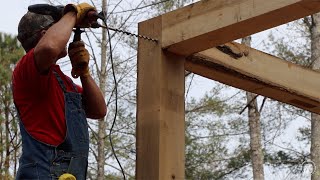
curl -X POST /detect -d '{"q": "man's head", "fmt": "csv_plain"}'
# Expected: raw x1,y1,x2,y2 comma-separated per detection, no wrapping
18,11,55,52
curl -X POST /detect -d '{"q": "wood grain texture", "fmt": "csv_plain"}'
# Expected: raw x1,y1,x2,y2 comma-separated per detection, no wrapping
137,16,186,180
186,42,320,113
161,0,320,56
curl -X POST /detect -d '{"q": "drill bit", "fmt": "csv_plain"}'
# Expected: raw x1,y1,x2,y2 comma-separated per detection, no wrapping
99,25,158,43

→ TASK OBJECTIVE
Only the words belong in your copy: restate the data above exactly and leave the images out.

→ RESPONSE TO THIS TASK
curl -X POST /detect -d '{"q": "man's head", "fmt": "csv_plain"}'
# Expected: raw x1,y1,x2,y2 comma-separated per detection, no wrapping
18,11,55,52
curl -X POST /detect -d '{"q": "wood grain texture", "fmt": "csv_plain"}'
# Expected: raw x1,y1,x2,y2 comma-separated per detection, no wrapping
137,16,186,180
186,42,320,113
161,0,320,56
curl -X POST /detect -d '{"q": "drill bit", "fmt": "csv_plain"}'
# Expected: raw x1,y1,x2,y2 comma-separated per detection, no wrapping
99,25,158,43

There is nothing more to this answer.